SHORT TASK »
Lay out every row below as a two-column CSV with the header request,answer, one line per row. Put the row's text and its full answer each in a single quoted field, with line breaks turned into spaces.

SOURCE RECORDS »
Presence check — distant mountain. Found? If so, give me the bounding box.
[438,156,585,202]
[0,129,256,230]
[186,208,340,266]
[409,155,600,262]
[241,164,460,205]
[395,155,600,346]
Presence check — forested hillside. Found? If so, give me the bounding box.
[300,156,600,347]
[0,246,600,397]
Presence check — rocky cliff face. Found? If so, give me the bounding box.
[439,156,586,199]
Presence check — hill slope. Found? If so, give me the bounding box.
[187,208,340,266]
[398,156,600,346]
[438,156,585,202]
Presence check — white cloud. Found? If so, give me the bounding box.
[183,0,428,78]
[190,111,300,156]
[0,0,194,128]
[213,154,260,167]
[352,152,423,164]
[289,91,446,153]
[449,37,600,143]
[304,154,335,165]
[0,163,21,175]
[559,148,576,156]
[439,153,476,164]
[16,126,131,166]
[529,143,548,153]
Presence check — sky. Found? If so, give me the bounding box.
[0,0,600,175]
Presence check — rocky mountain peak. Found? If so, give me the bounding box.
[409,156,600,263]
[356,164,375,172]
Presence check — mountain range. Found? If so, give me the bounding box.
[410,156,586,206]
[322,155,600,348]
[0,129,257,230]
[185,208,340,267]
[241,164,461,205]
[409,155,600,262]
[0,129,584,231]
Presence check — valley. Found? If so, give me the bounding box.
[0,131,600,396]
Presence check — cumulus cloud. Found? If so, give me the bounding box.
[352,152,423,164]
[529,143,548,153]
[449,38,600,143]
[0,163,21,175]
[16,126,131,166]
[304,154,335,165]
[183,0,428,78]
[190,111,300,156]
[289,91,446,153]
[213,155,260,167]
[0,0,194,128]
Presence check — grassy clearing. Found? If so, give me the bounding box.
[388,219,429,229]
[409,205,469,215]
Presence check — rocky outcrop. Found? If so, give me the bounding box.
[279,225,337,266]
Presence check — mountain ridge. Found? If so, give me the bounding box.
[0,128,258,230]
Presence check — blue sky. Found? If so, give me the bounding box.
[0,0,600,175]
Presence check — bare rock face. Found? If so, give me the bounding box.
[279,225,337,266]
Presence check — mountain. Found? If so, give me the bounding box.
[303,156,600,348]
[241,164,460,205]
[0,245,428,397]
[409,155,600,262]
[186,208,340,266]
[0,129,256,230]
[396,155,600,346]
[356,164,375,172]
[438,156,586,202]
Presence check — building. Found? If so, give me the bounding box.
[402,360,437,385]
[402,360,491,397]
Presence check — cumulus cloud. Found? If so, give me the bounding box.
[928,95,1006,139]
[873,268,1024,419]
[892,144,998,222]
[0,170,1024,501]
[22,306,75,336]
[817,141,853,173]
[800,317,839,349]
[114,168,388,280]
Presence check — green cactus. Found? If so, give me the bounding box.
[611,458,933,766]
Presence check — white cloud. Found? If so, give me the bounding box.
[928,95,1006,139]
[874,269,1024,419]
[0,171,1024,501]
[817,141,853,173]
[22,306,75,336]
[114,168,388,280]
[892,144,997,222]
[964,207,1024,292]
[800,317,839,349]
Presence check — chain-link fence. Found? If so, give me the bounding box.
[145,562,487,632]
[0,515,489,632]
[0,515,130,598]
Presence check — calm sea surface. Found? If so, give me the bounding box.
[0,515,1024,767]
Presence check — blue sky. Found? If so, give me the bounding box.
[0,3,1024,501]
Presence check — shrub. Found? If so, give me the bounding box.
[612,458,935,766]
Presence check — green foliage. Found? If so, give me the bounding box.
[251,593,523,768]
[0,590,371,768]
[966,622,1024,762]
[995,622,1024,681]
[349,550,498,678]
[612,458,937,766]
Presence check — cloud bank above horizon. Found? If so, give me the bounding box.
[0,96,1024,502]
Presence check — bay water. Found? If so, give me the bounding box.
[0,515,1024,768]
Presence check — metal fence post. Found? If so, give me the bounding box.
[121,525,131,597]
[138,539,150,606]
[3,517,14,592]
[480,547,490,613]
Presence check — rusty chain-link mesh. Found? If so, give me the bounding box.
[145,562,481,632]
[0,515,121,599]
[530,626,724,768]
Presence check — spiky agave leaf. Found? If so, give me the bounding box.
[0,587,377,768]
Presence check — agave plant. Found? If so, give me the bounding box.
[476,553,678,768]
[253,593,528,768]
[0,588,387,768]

TASK RESPONSE »
request,answer
"Presence check — distant mountain. Found? If so, give me the bounding box.","[438,156,585,202] [0,129,256,230] [186,208,340,266] [409,155,600,262] [241,164,460,205] [395,155,600,346]"
"Presence check — forested hillside. Found? If so, give me the bounding box.","[300,156,600,347] [0,246,600,397]"
"Presence check — rocky cliff face. Found? If so, give me the bounding box.","[439,156,586,199]"
"Presence check — hill slope. Found? If so, give me the bounding box.","[187,208,340,266] [398,156,600,346] [438,156,585,202]"
"Presence check — white cloud. Found? If so, give me the bounding box.","[183,0,428,78] [190,111,300,156] [0,0,194,128] [213,154,260,167] [352,152,423,164] [289,91,446,153] [449,37,600,143] [304,154,335,165] [0,163,21,175] [559,148,576,156] [439,153,476,164] [16,126,131,166] [529,143,548,153]"
"Presence check — sky. Found? If so, give me the bounding box.","[0,0,600,175]"
"Presence check — rocky mountain peak. Found? If so, give me the bounding box.","[409,156,600,263] [356,164,375,172]"
"Presence check — mountain range. Found? If so, give me the bounding box.","[410,156,586,206] [322,155,600,348] [0,129,257,230] [185,208,340,267] [241,164,461,205] [409,155,600,262] [0,129,584,231]"
"Presence check — valley. Found? If so, give me the bounding box.","[0,131,600,396]"
"Presence check — cumulus cloud. Found? If so, give me the bounding box.","[352,152,423,164] [529,143,548,153] [449,38,600,143] [0,163,21,175] [16,126,131,166] [304,154,335,165] [183,0,428,78] [190,111,300,156] [289,91,446,153] [213,155,260,167] [0,0,194,128]"
"Presence check — grassy clearing. Found? If so, give me the bounding box.","[388,219,429,229] [409,205,469,215]"
"Presence check — rocky outcrop. Found? If so, give me the bounding box.","[279,225,337,266]"
"Presence check — mountain ridge. Found? If so, give me the bounding box.","[0,128,258,230]"
"Presence check — blue sky. Found? If so, give me the bounding box.","[0,0,600,175]"
"Presence check — bare rock face. Found? If so, give me the bounding box.","[279,225,337,266]"
"Presence check — mountain. Found? If so, give me the bounding box.","[303,156,600,348] [241,164,460,205] [0,245,428,397] [409,155,600,262] [186,208,340,266] [0,129,256,230] [396,155,600,346] [356,164,375,172] [438,156,586,202]"
"Presence check — building. Found? If so, give me the bounding box.","[402,360,437,385] [402,360,491,397]"
"Presence check — cumulus cloud. Found? If so, give me the bounding box.","[928,95,1006,139] [873,268,1024,419] [892,144,998,222] [0,170,1024,501] [22,306,75,336] [817,141,853,173] [800,317,839,349] [114,168,388,280]"
"Presence check — green cactus. Found? If so, give me the bounding box.","[611,458,933,766]"
"Presence check — white cloud. Found? If so, give me the bounding box.","[928,95,1006,139] [874,269,1024,419] [0,171,1024,501] [817,141,853,173] [22,306,75,336] [114,168,388,280] [892,144,997,222] [964,207,1024,292] [800,317,839,349]"
"Presence check — chain-link fence. Found? If so, give me the bounding box.","[145,562,487,632] [0,515,489,632] [0,515,130,598]"
"Presence check — calm sea surface. Found? If so, give me the bounding box.","[0,515,1024,767]"
"Presence check — blue sky. Found? If so, give me the bounding box.","[0,3,1024,501]"
"Presence check — shrub. Found? If so, give me the bounding box.","[612,458,935,766]"
"Presence check — green foliage. Found? If so, give me the bounding box.","[251,593,523,768] [0,590,371,768] [966,622,1024,762] [995,622,1024,681] [349,550,498,678] [612,458,937,766]"
"Presence check — cloud bank above horizon. Found? If so, give me the bounding box.","[0,96,1024,502]"
"Presence check — bay water. Found? If so, give me the bounding box.","[0,515,1024,768]"
"Presence check — metal fence post. Found? If so, give me the bounding box.","[121,525,131,597] [138,539,150,606] [3,517,14,592] [480,547,490,613]"
"Presence check — rusty chain-link mesh. Found? If so, give me the bounding box.","[145,562,481,632] [0,515,121,599] [530,626,724,768]"
"Presence check — spiky agave leaf. Found? If so, give me the bounding box.","[0,587,377,768]"
"Presence check — agave plant. Found? If so, give me the bounding box.","[476,553,678,768] [253,593,528,768] [0,588,387,768]"